[[ Material for this task open ]]
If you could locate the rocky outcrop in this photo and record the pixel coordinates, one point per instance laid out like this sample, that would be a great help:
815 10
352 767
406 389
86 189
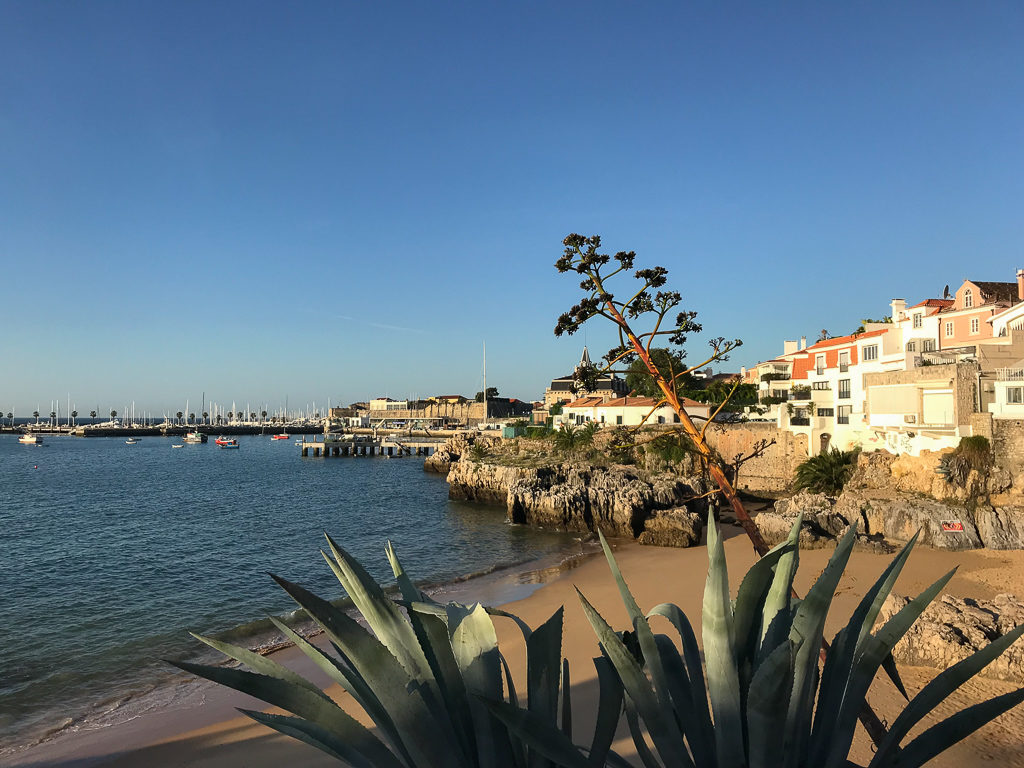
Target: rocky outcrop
672 527
581 497
951 629
820 527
[[ Material for this task closed ]]
Set out every record exactly, images excluded.

_Result_
If you could locate the rocky outcrop in this photo and record the pixel coordinates, one point per instance laid out like this sample, that would be a great help:
815 10
352 767
406 389
86 189
Target: rocky outcrop
672 527
581 497
951 629
820 527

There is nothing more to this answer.